* [What to do] Beginning with the line that contains "task | indicate the faucet", extract each line through the end of the listing below, with no additions or omissions.
________________
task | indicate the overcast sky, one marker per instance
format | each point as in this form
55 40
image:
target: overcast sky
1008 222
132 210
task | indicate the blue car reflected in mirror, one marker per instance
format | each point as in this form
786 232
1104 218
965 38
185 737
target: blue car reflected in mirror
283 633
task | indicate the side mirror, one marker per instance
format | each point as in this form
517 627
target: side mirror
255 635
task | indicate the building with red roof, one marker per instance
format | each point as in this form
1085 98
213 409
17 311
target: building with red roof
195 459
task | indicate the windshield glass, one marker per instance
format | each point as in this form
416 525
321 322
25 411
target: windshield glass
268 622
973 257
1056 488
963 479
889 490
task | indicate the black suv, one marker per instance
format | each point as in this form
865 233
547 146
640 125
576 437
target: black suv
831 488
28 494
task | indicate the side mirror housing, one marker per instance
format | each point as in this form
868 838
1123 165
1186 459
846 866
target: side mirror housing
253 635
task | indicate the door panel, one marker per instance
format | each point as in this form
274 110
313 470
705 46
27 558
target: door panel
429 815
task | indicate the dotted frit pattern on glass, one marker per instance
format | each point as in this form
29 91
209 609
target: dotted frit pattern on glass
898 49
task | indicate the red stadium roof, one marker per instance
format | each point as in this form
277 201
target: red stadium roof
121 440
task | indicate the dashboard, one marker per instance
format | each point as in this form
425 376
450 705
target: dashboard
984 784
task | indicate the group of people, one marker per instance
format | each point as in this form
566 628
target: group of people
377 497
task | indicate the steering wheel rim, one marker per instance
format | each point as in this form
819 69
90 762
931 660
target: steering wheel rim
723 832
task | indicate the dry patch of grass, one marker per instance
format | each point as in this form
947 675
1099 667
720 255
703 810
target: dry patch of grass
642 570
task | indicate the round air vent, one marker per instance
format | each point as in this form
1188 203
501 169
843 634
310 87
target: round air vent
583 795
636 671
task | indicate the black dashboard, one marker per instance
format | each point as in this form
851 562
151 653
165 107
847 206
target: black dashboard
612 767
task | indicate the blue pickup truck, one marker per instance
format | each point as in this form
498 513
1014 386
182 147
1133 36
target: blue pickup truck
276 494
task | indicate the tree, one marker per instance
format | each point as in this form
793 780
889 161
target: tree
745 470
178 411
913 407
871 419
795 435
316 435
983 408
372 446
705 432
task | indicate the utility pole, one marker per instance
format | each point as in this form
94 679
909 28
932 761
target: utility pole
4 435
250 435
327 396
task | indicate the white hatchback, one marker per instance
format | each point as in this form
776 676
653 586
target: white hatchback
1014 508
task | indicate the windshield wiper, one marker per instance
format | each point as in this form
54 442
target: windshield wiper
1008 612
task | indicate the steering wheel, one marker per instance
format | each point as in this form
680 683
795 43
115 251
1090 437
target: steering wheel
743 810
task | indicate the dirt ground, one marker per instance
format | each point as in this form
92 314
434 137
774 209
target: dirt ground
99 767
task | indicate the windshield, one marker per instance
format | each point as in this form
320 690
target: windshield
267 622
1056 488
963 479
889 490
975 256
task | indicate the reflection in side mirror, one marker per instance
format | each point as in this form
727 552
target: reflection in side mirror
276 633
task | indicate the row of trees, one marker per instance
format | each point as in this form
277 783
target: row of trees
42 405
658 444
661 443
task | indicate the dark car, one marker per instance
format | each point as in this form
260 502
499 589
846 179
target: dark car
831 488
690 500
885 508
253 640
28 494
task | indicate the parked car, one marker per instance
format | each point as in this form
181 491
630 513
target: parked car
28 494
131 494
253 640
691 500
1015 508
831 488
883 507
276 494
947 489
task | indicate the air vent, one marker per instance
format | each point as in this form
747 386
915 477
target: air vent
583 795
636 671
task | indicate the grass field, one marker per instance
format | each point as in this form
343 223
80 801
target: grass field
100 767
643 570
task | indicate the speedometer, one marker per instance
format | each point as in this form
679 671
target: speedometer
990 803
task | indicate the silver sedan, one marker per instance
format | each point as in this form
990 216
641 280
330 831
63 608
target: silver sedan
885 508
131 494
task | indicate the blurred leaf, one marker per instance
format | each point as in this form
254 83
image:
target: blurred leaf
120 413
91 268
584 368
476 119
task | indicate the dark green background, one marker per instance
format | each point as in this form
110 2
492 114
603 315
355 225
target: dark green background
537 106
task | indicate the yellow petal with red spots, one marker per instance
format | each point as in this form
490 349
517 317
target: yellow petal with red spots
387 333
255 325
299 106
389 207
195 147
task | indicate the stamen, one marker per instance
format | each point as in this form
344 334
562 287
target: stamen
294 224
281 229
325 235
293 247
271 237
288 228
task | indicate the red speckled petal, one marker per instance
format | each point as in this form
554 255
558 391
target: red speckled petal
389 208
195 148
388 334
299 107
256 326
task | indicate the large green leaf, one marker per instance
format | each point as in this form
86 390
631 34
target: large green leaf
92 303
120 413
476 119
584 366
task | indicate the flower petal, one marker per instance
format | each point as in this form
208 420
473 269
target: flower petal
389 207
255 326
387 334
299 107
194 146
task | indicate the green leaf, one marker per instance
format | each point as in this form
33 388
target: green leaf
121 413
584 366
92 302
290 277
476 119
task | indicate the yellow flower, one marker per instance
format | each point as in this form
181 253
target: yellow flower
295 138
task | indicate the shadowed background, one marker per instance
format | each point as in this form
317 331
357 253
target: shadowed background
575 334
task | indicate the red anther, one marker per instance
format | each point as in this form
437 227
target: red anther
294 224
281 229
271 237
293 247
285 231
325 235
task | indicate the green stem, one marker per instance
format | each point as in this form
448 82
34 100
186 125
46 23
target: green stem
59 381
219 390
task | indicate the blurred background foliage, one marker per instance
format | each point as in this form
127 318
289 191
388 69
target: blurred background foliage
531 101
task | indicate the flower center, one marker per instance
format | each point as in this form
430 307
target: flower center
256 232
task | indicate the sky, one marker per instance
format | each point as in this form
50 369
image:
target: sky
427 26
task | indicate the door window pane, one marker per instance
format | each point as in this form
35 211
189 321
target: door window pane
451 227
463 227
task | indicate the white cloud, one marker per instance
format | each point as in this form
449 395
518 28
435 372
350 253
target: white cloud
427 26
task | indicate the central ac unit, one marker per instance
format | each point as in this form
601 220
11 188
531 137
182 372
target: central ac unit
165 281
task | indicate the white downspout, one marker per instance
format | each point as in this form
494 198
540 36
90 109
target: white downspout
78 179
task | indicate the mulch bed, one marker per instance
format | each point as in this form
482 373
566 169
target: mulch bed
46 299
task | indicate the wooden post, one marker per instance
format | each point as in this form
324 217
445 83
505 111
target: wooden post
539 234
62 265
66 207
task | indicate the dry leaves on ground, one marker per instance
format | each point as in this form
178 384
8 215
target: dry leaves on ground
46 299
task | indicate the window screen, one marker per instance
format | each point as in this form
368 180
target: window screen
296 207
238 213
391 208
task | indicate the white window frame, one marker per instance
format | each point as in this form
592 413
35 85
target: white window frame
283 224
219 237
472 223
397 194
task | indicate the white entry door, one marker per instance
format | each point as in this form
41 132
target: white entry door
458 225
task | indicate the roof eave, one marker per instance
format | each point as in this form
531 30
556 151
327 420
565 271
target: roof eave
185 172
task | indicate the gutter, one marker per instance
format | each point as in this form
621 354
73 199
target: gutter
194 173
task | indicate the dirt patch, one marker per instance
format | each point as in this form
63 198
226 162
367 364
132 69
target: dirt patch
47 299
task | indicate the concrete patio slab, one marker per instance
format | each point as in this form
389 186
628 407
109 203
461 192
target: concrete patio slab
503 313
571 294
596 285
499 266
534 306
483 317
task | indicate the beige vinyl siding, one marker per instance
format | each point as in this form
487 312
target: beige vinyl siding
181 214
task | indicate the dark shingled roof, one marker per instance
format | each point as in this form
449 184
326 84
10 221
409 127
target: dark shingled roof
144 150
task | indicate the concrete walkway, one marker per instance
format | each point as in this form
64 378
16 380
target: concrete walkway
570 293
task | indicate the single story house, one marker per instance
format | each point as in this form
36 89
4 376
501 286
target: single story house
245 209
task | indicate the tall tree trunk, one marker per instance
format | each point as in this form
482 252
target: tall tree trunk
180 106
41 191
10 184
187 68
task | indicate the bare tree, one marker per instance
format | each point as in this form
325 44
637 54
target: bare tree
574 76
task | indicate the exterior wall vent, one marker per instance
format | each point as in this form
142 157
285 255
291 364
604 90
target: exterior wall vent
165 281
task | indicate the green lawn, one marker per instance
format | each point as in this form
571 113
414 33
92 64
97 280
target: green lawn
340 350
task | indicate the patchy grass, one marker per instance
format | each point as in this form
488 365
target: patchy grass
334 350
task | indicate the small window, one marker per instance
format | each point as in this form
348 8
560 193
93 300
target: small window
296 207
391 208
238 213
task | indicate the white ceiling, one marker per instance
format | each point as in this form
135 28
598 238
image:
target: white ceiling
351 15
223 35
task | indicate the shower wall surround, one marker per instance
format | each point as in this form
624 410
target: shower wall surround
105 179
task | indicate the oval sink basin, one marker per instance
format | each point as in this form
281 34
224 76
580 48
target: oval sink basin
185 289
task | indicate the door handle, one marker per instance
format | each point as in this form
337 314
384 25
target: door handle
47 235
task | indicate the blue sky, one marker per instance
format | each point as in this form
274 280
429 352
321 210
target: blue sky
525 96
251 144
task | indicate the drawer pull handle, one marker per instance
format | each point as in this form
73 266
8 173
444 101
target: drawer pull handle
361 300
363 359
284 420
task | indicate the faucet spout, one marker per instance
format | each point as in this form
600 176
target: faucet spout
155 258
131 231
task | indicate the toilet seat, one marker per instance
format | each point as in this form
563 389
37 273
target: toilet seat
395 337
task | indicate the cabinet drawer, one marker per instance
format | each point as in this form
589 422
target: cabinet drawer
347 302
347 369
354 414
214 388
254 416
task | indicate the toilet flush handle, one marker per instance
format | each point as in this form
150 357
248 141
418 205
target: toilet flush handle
________________
* [Solution to the exercise]
task | indicate the faucet spout, one marker per instance
format | each point as in this form
600 176
target: faucet spout
155 258
131 231
task | indicate the toilet seat, one marker per instance
format | each point as in this form
563 389
37 273
target: toilet seat
395 337
task | indicate the cabinet drawer, one marker per instance
format | each point as in this form
589 422
target: cabinet drawer
347 302
347 369
354 414
214 388
254 416
task | indicate the toilet flush handle, one marker per instance
format | each point as in this form
150 357
248 141
418 205
target: toilet flush handle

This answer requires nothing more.